**What to work on**
Retype, exactly as written, every line from the one containing "Annotation task: mark the blue folder" through the last line of the records below, both included; skip the pictures.
────────
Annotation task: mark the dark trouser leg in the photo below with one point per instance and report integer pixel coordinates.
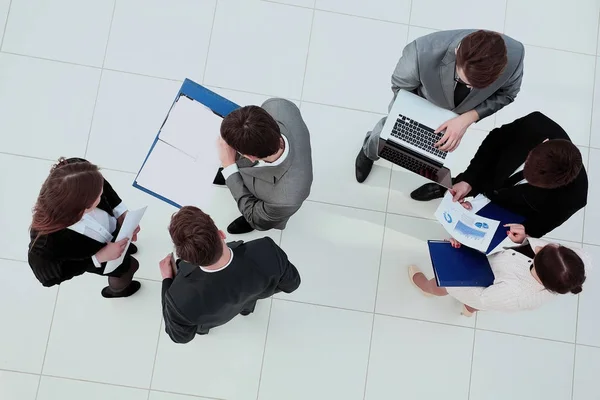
(248, 308)
(202, 331)
(118, 284)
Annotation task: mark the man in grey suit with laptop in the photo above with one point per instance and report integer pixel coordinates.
(474, 73)
(273, 176)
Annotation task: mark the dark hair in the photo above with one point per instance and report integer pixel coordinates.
(196, 237)
(71, 187)
(553, 164)
(482, 57)
(251, 131)
(560, 269)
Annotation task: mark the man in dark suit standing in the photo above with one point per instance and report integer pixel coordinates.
(530, 167)
(215, 280)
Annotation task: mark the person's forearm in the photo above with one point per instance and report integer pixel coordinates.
(472, 115)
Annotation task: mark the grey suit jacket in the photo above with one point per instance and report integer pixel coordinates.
(428, 65)
(268, 196)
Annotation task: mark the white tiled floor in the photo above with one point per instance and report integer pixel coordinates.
(94, 78)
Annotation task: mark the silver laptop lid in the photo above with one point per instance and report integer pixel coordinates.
(421, 111)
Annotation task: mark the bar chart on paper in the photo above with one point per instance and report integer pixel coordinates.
(464, 225)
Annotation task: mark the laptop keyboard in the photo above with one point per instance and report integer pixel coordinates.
(409, 163)
(418, 135)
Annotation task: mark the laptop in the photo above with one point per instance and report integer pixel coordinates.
(408, 137)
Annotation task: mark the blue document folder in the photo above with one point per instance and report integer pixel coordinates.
(459, 267)
(218, 104)
(494, 211)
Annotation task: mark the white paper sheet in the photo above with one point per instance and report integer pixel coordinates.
(130, 223)
(464, 225)
(185, 160)
(176, 176)
(189, 125)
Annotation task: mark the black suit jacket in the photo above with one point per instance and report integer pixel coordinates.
(196, 301)
(62, 255)
(502, 152)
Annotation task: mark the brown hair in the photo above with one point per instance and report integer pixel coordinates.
(553, 164)
(560, 269)
(251, 131)
(482, 57)
(70, 188)
(195, 236)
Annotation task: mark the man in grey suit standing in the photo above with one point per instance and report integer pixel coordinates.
(273, 176)
(474, 73)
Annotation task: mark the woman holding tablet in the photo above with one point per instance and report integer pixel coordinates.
(526, 277)
(75, 219)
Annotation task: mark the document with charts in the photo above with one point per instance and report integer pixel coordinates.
(465, 226)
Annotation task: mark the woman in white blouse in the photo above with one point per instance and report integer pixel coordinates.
(526, 277)
(75, 219)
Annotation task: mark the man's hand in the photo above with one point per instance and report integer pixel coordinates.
(455, 130)
(226, 153)
(516, 232)
(455, 243)
(460, 190)
(167, 267)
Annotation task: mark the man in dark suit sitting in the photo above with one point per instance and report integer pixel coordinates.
(215, 280)
(530, 167)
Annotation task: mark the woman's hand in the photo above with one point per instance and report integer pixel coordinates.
(516, 233)
(120, 222)
(121, 218)
(455, 243)
(112, 251)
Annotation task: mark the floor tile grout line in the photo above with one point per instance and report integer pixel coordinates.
(262, 363)
(472, 358)
(377, 289)
(12, 53)
(416, 26)
(127, 386)
(155, 355)
(109, 384)
(5, 24)
(212, 28)
(312, 25)
(19, 372)
(505, 16)
(87, 143)
(48, 340)
(575, 349)
(93, 67)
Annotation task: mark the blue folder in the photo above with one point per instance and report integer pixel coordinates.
(218, 104)
(459, 267)
(494, 211)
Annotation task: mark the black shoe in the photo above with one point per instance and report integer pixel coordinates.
(132, 249)
(133, 287)
(363, 166)
(219, 178)
(427, 192)
(239, 226)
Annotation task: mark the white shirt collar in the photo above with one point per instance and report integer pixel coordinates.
(281, 159)
(223, 267)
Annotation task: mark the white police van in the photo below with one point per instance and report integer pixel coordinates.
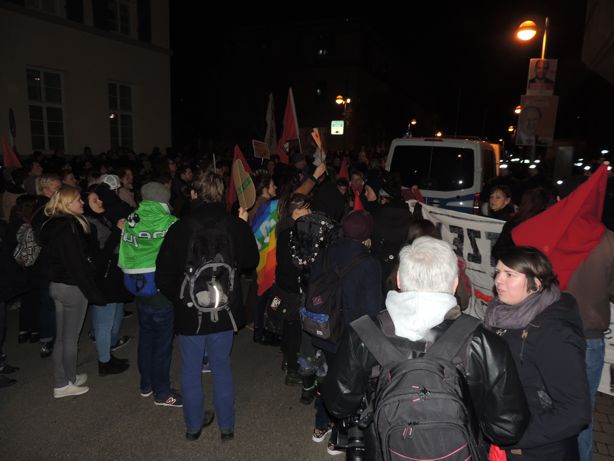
(450, 172)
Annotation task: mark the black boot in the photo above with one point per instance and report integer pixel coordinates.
(310, 389)
(111, 368)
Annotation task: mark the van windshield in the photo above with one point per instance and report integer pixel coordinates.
(441, 168)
────────
**Solution for this task**
Annotation task: mark the blue folder in the photo above with one point per instance and report integer pixel coordinates.
(218, 104)
(459, 267)
(494, 211)
Annotation task: mark the black shoe in the photo above with one point per instance and report integer pixel coordinates.
(132, 249)
(133, 287)
(363, 166)
(219, 178)
(427, 192)
(239, 226)
Annotation task: mark the white shirt collar in the photo above with one point per instance and report integer pixel coordinates.
(281, 159)
(223, 267)
Annotation task: mark the white police van in the photo below with one point per instance and report integer pixel coordinates.
(450, 172)
Annotation task: mark the black boot in the photo above with one point per instance and report integer pixel coordinates.
(310, 389)
(111, 368)
Annotation task: mark the van windshield in the photo above with one point per instance and report integer pixel coordinates.
(441, 168)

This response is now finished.